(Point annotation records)
--- BEGIN ---
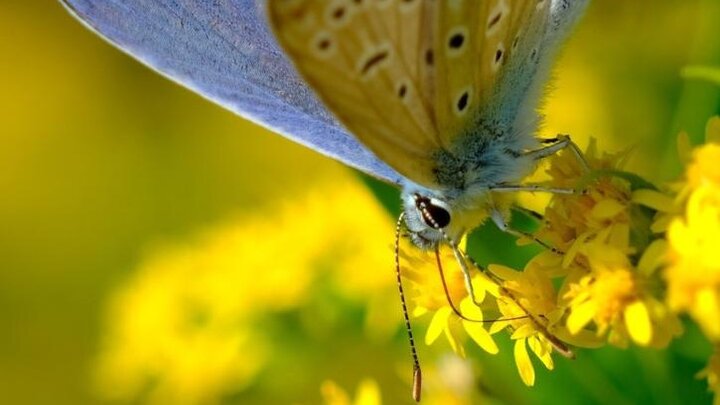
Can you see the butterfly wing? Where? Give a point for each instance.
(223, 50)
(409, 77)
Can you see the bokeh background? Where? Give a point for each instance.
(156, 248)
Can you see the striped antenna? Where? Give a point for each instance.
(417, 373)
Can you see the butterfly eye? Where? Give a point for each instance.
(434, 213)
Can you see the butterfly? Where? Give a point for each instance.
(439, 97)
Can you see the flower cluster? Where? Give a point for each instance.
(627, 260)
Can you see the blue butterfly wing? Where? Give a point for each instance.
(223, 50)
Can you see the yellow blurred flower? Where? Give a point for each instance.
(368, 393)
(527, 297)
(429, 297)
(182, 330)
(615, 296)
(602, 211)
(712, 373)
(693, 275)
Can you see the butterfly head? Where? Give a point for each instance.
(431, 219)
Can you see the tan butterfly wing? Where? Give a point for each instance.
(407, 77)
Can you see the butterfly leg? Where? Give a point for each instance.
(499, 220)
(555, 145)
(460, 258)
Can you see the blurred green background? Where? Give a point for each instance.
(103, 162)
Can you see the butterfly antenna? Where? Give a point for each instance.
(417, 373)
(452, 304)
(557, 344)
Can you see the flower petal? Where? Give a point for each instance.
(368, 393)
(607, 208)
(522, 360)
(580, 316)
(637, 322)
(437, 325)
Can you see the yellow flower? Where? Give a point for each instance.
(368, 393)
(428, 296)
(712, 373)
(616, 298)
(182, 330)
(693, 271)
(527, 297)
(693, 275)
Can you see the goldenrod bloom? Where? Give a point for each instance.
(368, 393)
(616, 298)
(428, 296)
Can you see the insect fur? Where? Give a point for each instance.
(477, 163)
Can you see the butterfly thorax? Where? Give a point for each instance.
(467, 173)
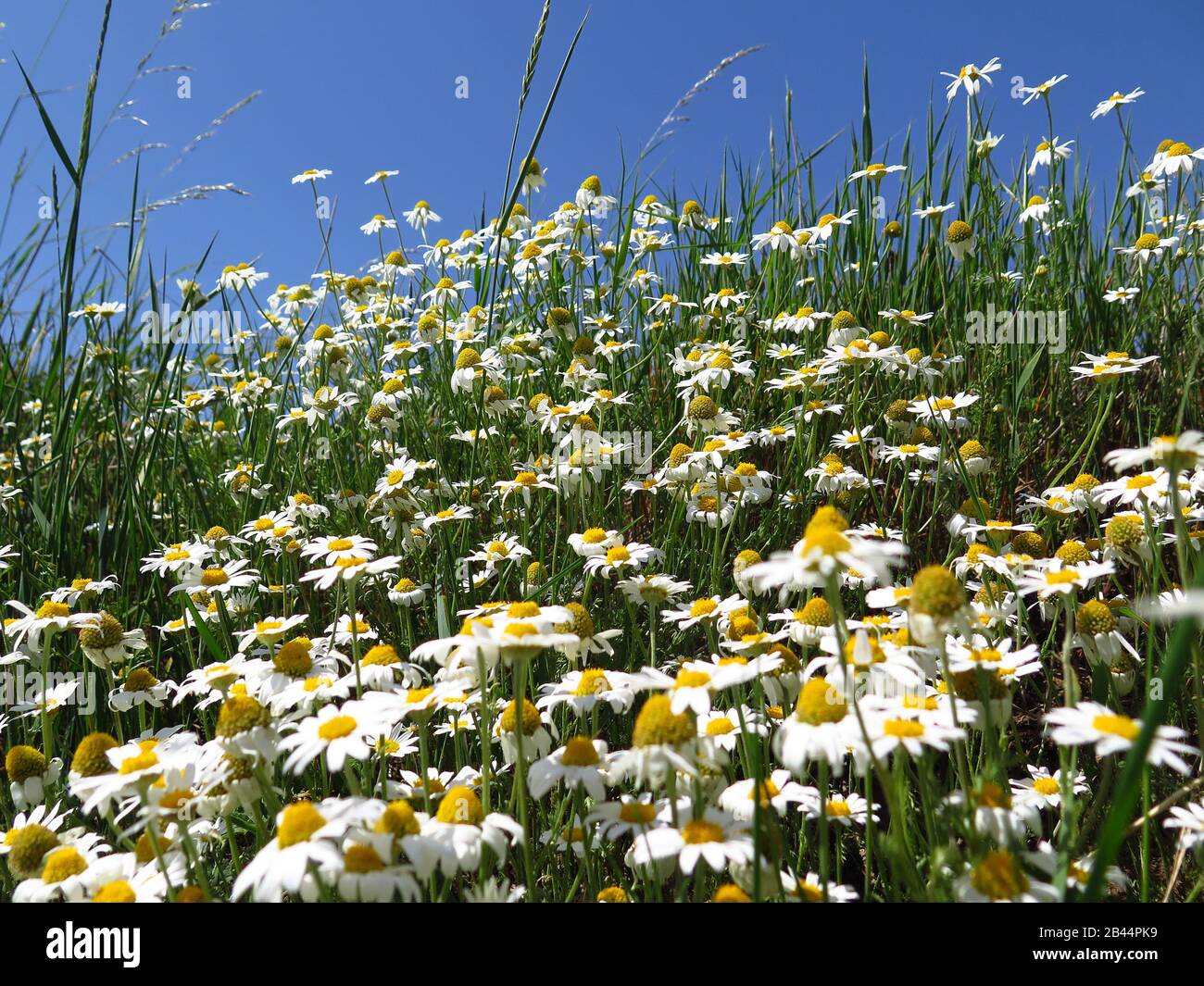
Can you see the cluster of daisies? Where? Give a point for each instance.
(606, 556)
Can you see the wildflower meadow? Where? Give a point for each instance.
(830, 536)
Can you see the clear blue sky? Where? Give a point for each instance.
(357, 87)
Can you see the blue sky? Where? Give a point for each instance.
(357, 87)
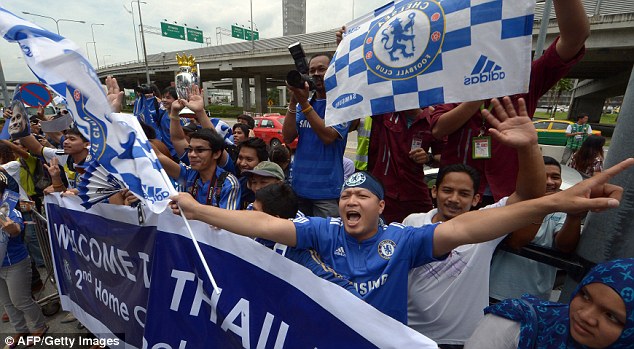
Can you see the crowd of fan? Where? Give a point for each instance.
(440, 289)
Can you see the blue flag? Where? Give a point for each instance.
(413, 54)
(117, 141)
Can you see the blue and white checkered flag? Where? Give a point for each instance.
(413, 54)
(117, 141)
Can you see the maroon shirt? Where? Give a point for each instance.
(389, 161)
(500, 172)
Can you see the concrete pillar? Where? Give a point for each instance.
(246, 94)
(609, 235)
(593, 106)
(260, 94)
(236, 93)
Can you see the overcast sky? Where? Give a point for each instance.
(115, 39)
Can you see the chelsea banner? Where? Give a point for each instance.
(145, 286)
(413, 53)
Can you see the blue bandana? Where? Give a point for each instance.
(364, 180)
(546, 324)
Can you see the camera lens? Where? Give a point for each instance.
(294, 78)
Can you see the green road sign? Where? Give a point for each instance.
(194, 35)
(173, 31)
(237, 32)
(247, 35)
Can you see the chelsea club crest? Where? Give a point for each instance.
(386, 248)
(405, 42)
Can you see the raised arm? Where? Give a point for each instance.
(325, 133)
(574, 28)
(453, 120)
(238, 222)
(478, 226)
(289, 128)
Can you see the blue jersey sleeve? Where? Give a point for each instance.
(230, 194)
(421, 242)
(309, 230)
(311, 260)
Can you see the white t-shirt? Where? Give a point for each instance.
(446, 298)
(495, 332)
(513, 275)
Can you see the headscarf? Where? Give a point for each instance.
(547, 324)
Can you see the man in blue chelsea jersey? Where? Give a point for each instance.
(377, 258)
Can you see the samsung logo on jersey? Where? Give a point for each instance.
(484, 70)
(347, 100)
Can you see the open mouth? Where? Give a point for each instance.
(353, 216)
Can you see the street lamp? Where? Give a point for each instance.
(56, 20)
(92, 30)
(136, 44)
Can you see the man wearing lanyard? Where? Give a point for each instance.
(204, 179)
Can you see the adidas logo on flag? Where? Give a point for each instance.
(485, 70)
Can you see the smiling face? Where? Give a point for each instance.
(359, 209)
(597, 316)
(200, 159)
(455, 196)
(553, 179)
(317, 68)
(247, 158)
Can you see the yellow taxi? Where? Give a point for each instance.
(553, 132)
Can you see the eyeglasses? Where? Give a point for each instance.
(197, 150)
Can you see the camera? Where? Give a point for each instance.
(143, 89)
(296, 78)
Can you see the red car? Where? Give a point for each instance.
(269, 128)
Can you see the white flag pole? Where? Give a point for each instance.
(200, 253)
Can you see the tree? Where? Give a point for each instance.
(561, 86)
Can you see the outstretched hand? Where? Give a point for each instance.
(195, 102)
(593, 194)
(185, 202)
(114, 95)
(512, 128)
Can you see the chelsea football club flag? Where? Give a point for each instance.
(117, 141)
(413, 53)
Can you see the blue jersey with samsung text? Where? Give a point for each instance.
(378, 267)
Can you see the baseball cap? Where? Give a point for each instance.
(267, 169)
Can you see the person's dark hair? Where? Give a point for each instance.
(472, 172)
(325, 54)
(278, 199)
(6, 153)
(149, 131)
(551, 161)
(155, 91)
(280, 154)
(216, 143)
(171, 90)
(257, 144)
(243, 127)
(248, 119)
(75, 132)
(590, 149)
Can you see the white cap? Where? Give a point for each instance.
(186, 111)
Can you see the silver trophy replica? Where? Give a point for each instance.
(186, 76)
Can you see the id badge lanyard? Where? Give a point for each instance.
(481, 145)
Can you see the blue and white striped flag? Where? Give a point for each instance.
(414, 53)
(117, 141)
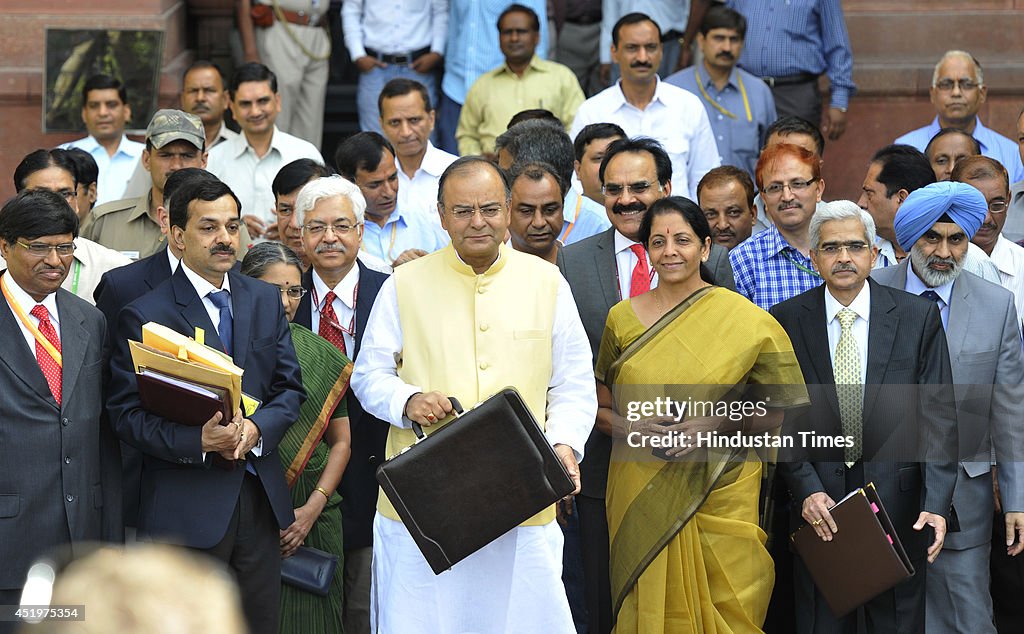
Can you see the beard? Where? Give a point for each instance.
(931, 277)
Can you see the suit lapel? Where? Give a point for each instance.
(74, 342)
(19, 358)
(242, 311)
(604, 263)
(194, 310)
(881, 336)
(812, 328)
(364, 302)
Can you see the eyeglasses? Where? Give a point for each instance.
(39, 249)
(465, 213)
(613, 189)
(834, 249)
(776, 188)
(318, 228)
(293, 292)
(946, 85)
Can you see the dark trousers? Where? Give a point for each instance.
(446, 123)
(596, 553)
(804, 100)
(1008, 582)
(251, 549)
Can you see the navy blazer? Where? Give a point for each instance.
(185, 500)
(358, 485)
--- END ---
EXERCISE DETAILS: Transcribe the full listing above exactly as it stands, minus the pictures.

ANSWER FOR THE TASK:
Can you see the butterfly wing? Where? Give a point for each instance.
(223, 50)
(409, 77)
Can you see the bokeh background? Where? Give a point for each instance.
(156, 248)
Can you see the striped antenna? Where? Give a point for each instance.
(417, 373)
Can you see the butterfly eye? Where? Give a point for each instance.
(434, 213)
Can you see the butterfly? Where? Give a point for each instance.
(439, 97)
Can you see the flower cluster? Where? Give a point for each instance.
(627, 260)
Can you see the blue butterfly wing? Where? Give a point for each instance.
(223, 50)
Can you see the yellow blurred flower? Where? Give a point for each instance.
(368, 393)
(527, 297)
(429, 297)
(182, 330)
(615, 296)
(602, 211)
(712, 373)
(693, 275)
Can you see the butterfly head? Where? Give a point for each instance.
(431, 219)
Can you see the tan butterfly wing? Where? Give a point for each instance.
(407, 77)
Can you see the butterfly leg? Where? Give a point for each instance.
(499, 220)
(555, 145)
(460, 258)
Can you see the blurred green background? Where? Give a point for each instance.
(103, 162)
Can you see the butterfly antenna? Where? Give a point for each instance.
(417, 373)
(452, 304)
(557, 344)
Can you see the flower petal? Where? Give a point for each instance.
(368, 393)
(607, 208)
(522, 360)
(580, 316)
(637, 322)
(437, 325)
Can you see the yellow flower? Where? Give a point for each instance.
(368, 393)
(428, 296)
(712, 373)
(616, 298)
(182, 330)
(693, 271)
(527, 297)
(693, 275)
Can you see the goldenrod bloom? Where? Give a point for each instance.
(368, 393)
(616, 298)
(428, 296)
Can you see the insect fur? Where? Give a point for each instance.
(477, 163)
Can you see the butterfly thorax? Where? Give a point for each instance.
(467, 173)
Can you see the cluster of daisies? Where? Give a point for each instance.
(606, 556)
Can you see the wildflower meadow? Where? Give a point for each instance.
(830, 536)
Can you see the clear blue sky? Where? Give a point for each instance.
(357, 87)
Can you see the blue sky? Where? Give a point for each instance.
(357, 87)
Can you see the crowd of fan? Where? Give a point for each instance.
(440, 289)
Can you see the blue flag? Where? Give a point for each instance.
(413, 54)
(117, 141)
Can you see the blue and white checkered flag? Where? Give a point for each instance.
(413, 54)
(117, 141)
Can you see the maroon shirt? Where? Give a point for each instance.
(389, 161)
(500, 172)
Can you see the concrete pillar? Where? Give a point for each instance.
(246, 94)
(609, 235)
(593, 106)
(260, 94)
(236, 93)
Can you see the overcast sky? Where? Give a point for each instance.
(115, 39)
Can you see the chelsea banner? Where? Give a point for each instance.
(145, 286)
(413, 53)
Can you see the blue bandana? Where? Give a point for each instance.
(364, 180)
(546, 324)
Can you see the camera lens? Where? Give a point for each instance.
(294, 78)
Can you see the green road sign? Where? Give a point for each instance.
(194, 35)
(173, 31)
(237, 32)
(247, 35)
Can you see the chelsea club crest? Where? Give a point for each instance.
(386, 248)
(405, 42)
Can you see the raised arm? Where? Give a point for each instance.
(325, 133)
(574, 28)
(453, 120)
(238, 222)
(478, 226)
(289, 128)
Can you see the blue jersey sleeve? Where? Give a point for each instance.
(230, 194)
(421, 242)
(309, 230)
(311, 260)
Can you see the white t-shirt? Where? Give a point for each instance.
(446, 298)
(495, 332)
(513, 275)
Can you see the headscarf? Where? Give a point for each instance.
(547, 324)
Can you see the man in blue chelsea jersey? Where? Give a point for each instance.
(377, 258)
Can you see the samsung logo on jersey? Where? Give a point for each instance.
(484, 70)
(347, 100)
Can you see the open mouth? Where? Give a point for each instance.
(353, 216)
Can you see the street lamp? Where? Give a point for each instance.
(56, 20)
(92, 30)
(136, 44)
Can you see the man wearing lanyard? Where? Give a point for each instance.
(204, 179)
Can you see the adidas logo on flag? Where? Give a point for each instance.
(485, 70)
Can you see the smiling face? Where? Give a point for each instance.
(359, 209)
(597, 316)
(200, 159)
(455, 196)
(553, 179)
(317, 68)
(247, 158)
Can you see the yellow taxi? Where? Give a point for each instance.
(553, 132)
Can you see the eyeglasses? Where? Give a point for each instance.
(197, 150)
Can you see the camera? Where? Give a point for each instance.
(143, 89)
(296, 78)
Can you see the red car? Where? Give a point for each instance.
(269, 128)
Can you see the white flag pole? Where? Give a point for each instance.
(200, 253)
Can you see the tree? Where? Give a point for each instance.
(561, 86)
Can you see the outstretched hand? Where? Give a point for each instance.
(195, 102)
(593, 194)
(185, 202)
(114, 95)
(512, 128)
Can you see the chelsea football club flag? Where? Give a point for each instance.
(117, 141)
(413, 53)
Can you see the blue jersey with samsung text? Where? Give a point for each instance.
(378, 267)
Can you see the baseball cap? Where? Give a point for each instance.
(267, 169)
Can you see the person's dark hair? Where? Give a point for each instance.
(472, 172)
(325, 54)
(278, 199)
(6, 153)
(149, 131)
(551, 161)
(155, 91)
(280, 154)
(216, 143)
(171, 90)
(257, 144)
(243, 127)
(248, 119)
(75, 132)
(590, 149)
Can you see the white cap? Where? Give a point for each instance.
(186, 111)
Can you see the silver trophy replica? Where? Give a point for each instance.
(186, 76)
Can you see the id badge lanyard? Where? Give a point for each instance.
(481, 145)
Can you see the blue and white striped flag? Where? Give a point for each instance.
(414, 53)
(117, 141)
Can you see the beard? Where? Give a point for each instance.
(931, 277)
Can you see the suit lapel? Where? Give a point for each instance.
(74, 342)
(19, 358)
(242, 311)
(604, 263)
(194, 310)
(881, 336)
(812, 328)
(364, 302)
Can you see the eyeglasses? Where? Give a point for each instance.
(39, 249)
(465, 213)
(613, 189)
(834, 249)
(776, 188)
(318, 228)
(293, 292)
(946, 85)
Can you see the dark trousers? Where? Give a point for each instance.
(446, 123)
(596, 553)
(804, 100)
(1008, 582)
(251, 549)
Can you see the navy blazer? Where? Give a point for each instance.
(185, 500)
(358, 485)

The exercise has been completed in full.